▶ [What to work on]:
Read the records and write them out again exactly.

▶ [Records for this task]:
┌──

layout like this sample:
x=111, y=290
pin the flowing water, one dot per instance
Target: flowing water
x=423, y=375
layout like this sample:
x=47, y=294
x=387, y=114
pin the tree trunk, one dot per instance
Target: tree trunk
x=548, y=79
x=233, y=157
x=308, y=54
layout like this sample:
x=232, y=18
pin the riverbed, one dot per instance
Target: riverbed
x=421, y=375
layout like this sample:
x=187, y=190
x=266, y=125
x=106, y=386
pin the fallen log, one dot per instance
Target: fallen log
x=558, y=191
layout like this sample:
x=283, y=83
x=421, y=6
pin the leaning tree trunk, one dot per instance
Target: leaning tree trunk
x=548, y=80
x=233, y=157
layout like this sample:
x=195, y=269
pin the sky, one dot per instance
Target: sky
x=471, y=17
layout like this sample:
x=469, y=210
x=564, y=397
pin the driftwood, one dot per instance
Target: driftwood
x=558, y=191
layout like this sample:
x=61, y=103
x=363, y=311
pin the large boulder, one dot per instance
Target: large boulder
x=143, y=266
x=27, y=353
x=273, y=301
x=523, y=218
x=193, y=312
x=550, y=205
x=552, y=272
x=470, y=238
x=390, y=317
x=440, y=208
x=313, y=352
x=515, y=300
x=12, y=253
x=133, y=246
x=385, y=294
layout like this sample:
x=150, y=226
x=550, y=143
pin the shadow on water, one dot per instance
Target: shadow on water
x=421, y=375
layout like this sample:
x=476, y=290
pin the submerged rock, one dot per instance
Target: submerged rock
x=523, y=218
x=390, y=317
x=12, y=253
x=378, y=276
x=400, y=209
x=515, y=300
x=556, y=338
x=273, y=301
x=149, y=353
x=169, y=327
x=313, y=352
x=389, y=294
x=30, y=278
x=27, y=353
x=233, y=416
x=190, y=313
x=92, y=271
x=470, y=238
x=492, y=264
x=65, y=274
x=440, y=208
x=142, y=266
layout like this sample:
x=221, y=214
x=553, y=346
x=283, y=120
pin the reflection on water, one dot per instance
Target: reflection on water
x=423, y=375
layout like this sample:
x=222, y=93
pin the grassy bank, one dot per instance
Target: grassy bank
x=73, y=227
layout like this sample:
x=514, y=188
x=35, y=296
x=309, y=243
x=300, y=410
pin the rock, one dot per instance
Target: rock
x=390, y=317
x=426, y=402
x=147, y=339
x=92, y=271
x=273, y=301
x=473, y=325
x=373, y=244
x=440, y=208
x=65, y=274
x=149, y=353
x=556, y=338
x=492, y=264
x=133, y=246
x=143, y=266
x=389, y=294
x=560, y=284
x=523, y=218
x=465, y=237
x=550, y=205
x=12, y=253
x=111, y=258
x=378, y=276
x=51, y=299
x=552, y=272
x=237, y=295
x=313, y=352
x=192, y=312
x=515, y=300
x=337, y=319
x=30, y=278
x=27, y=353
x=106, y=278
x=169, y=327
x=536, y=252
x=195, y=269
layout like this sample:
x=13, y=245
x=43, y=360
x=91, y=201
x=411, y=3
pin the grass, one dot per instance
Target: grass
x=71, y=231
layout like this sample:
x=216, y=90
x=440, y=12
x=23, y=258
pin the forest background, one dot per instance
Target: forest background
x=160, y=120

└──

▶ [Answer in full]:
layout like this sample:
x=111, y=290
pin the flowing water, one dot per instance
Target: flowing water
x=423, y=375
layout like this sample:
x=47, y=294
x=387, y=114
pin the tree trunk, one dot per instance
Target: tree trunk
x=548, y=79
x=233, y=157
x=308, y=54
layout like this sample:
x=232, y=18
pin the riverbed, one dot per instance
Target: riverbed
x=421, y=375
layout like this sample:
x=187, y=190
x=266, y=125
x=106, y=386
pin the fallen log, one dot per instance
Target: fallen log
x=558, y=191
layout like this sample:
x=283, y=83
x=421, y=6
pin the leaning tree trunk, one dot per instance
Target: leaning tree trunk
x=548, y=80
x=233, y=157
layout like this sample:
x=195, y=269
pin the sky, one dot per instance
Target: sky
x=471, y=17
layout like this sample:
x=469, y=210
x=564, y=397
pin the driftwood, one dot per instance
Target: driftwood
x=558, y=191
layout like this sample:
x=61, y=103
x=363, y=311
pin the large boulder, one dot per instance
Target: large boulder
x=143, y=266
x=27, y=353
x=273, y=301
x=523, y=218
x=193, y=312
x=550, y=205
x=552, y=272
x=470, y=238
x=390, y=317
x=440, y=208
x=313, y=352
x=515, y=300
x=12, y=253
x=133, y=246
x=385, y=294
layout like this sample:
x=150, y=226
x=550, y=143
pin the shadow on water, one dot per instance
Target: shadow on water
x=421, y=375
layout like this sample:
x=476, y=290
pin the submerged rock, one dot per instance
Target: submerged rock
x=523, y=218
x=390, y=317
x=12, y=253
x=378, y=276
x=400, y=209
x=515, y=300
x=556, y=338
x=273, y=301
x=149, y=353
x=169, y=327
x=313, y=352
x=389, y=294
x=30, y=278
x=27, y=353
x=233, y=416
x=190, y=313
x=92, y=271
x=470, y=238
x=492, y=264
x=65, y=274
x=440, y=208
x=142, y=266
layout like this sample:
x=221, y=214
x=553, y=346
x=283, y=120
pin the reflection on water, one dot per instance
Target: reflection on water
x=423, y=375
layout like this sample:
x=222, y=93
pin the grassy bank, one dot per instance
Target: grassy bank
x=73, y=227
layout like this sample:
x=514, y=188
x=35, y=296
x=309, y=243
x=300, y=410
pin the rock, one dot per instance
Target: rock
x=390, y=317
x=426, y=402
x=147, y=339
x=92, y=271
x=273, y=301
x=473, y=325
x=373, y=244
x=440, y=208
x=65, y=274
x=149, y=353
x=556, y=338
x=492, y=264
x=133, y=246
x=143, y=266
x=389, y=294
x=560, y=284
x=523, y=218
x=465, y=237
x=550, y=205
x=12, y=253
x=111, y=258
x=378, y=276
x=51, y=299
x=552, y=272
x=237, y=295
x=313, y=352
x=192, y=312
x=515, y=300
x=337, y=319
x=30, y=278
x=27, y=353
x=106, y=278
x=169, y=327
x=536, y=252
x=195, y=269
layout like this sample:
x=13, y=245
x=43, y=360
x=91, y=201
x=411, y=3
pin the grass, one dot per instance
Target: grass
x=71, y=231
layout like this sample:
x=216, y=90
x=440, y=12
x=23, y=258
pin the forest background, one dot per instance
Target: forest background
x=160, y=120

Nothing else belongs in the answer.